[Opening SUPPLIED PASSAGE section]

Wednesday, April 02, 2008

Speaking of English teaching

In my last post, back in September, I mentioned that I would be coming to France to teach English, and that I hoped that this situation would inject some purpose into my posts here.

Well, it certainly hasn't been for lack of spare time that I haven't posted about my experiences. I practically have nothing but spare time in this twelve-hour-a-week job, where half my time is spent simply proctoring practice oral exams. It's just that I've gotten lazy and kind of depressed and it's taken a lot of willpower to do just about anything lately.

Let me start over from the beginning.

I arrived here in late October. The first thing that Christine, one of my supervising teachers told me was that the students were mostly from low-income families (I live in the Ardennes, which like much of northern France and Belgium, has suffered from a sort of deindustrialization in the last few years), and that working abroad or with foreign companies was a distant and foreign idea to them, but that they were generally eager to learn.

"Eager to learn" immediately smelled fishy to me as a generalization, because let's face it: how motivated are high schoolers, as class units?, but I was more concerned with the first detail. I realized that I was undertaking something I simply wasn't up to doing. My job would be more than just improving their English. It wasn't enough for me to simply show them how to use the language; it occurred to me that I needed to give them a reason why it mattered whether they learned it or not. I, the stereotypical rich (well, relatively) WASP American who appeared out of nowhere and would be disappearing to whence I came; it occurred to me how little I was prepared to identify with these students. Things didn't look easier when I first met them; every group asked me what I thought about different American TV shows, whereupon I was forced to admit that I was a bad American in that I don't watch TV.

[Closing SUPPLIED PASSAGE section]
[Opening EXERCISE DATA section]

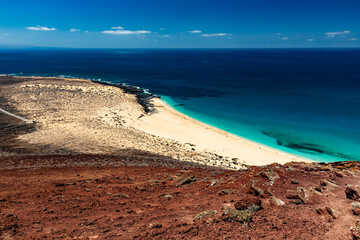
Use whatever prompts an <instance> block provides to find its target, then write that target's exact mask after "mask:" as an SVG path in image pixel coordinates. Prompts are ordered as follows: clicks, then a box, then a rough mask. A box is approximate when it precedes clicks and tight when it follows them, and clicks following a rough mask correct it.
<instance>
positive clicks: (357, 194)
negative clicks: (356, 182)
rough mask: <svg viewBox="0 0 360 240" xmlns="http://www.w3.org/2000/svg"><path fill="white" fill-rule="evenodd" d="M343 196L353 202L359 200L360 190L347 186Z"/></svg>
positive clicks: (359, 195)
mask: <svg viewBox="0 0 360 240" xmlns="http://www.w3.org/2000/svg"><path fill="white" fill-rule="evenodd" d="M345 194H346V197H347V198H348V199H353V200H356V199H359V198H360V188H359V186H357V185H356V186H354V185H348V186H346V189H345Z"/></svg>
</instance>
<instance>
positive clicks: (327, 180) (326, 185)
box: [320, 179, 338, 187]
mask: <svg viewBox="0 0 360 240" xmlns="http://www.w3.org/2000/svg"><path fill="white" fill-rule="evenodd" d="M320 185H321V186H330V187H338V185H337V184H335V183H333V182H330V181H328V180H325V179H321V180H320Z"/></svg>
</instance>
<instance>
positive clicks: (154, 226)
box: [149, 223, 162, 229]
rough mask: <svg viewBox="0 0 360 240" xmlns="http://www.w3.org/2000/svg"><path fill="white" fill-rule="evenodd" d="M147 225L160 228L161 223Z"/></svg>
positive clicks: (156, 223) (161, 225) (153, 223)
mask: <svg viewBox="0 0 360 240" xmlns="http://www.w3.org/2000/svg"><path fill="white" fill-rule="evenodd" d="M149 227H150V228H154V229H155V228H162V225H161V224H159V223H150V224H149Z"/></svg>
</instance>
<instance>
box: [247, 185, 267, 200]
mask: <svg viewBox="0 0 360 240" xmlns="http://www.w3.org/2000/svg"><path fill="white" fill-rule="evenodd" d="M250 190H251V191H253V192H254V194H255V196H259V197H262V198H264V197H265V191H264V190H263V189H262V188H260V187H256V186H255V182H253V184H252V185H251V187H250Z"/></svg>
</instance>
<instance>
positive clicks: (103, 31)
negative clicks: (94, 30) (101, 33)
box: [101, 30, 151, 35]
mask: <svg viewBox="0 0 360 240" xmlns="http://www.w3.org/2000/svg"><path fill="white" fill-rule="evenodd" d="M101 33H104V34H111V35H131V34H148V33H151V31H145V30H138V31H130V30H108V31H102V32H101Z"/></svg>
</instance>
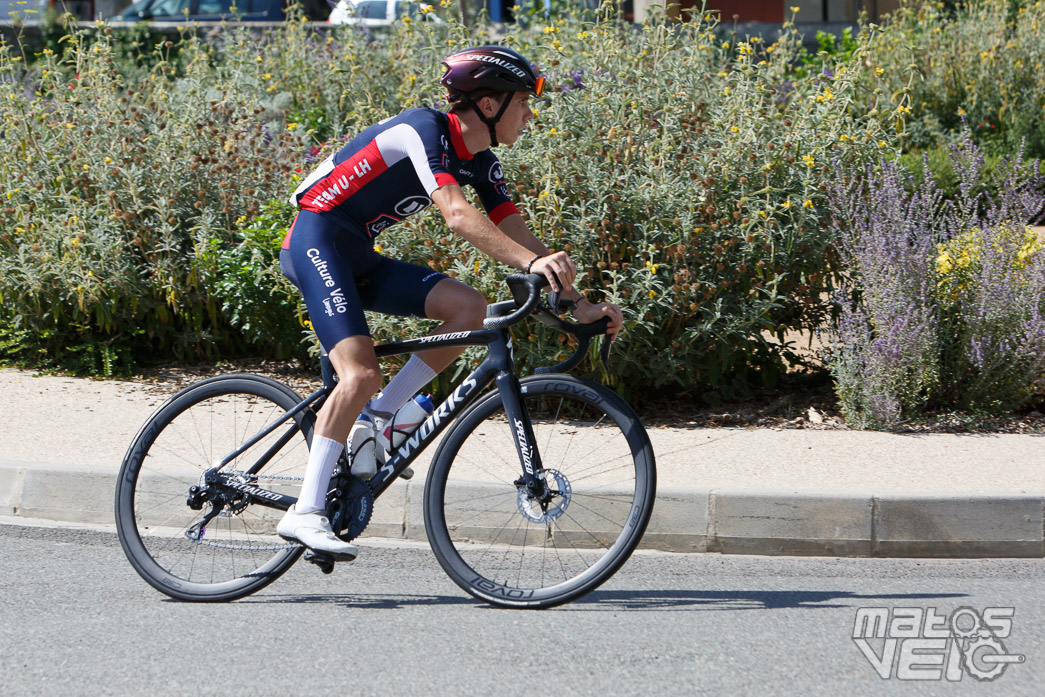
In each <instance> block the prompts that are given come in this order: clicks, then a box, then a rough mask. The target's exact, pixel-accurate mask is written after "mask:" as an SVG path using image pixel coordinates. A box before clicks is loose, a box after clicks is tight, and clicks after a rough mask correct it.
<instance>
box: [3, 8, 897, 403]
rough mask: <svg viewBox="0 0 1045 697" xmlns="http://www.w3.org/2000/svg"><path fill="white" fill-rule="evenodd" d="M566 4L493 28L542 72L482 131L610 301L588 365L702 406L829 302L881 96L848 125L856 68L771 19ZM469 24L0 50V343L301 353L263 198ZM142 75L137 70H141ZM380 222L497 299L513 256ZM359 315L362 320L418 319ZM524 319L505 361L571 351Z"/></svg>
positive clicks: (537, 223) (602, 293) (550, 244)
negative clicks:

[Closing EXERCISE DATA section]

> [TASK DETAILS]:
Using the blog post about teaching English in France, answer:
1. How many hours a week does the job take?
2. In which region does the writer live?
3. What did every group of students ask the writer's opinion about?

> [SOLUTION TO THIS TASK]:
1. Twelve.
2. The Ardennes.
3. Different American TV shows.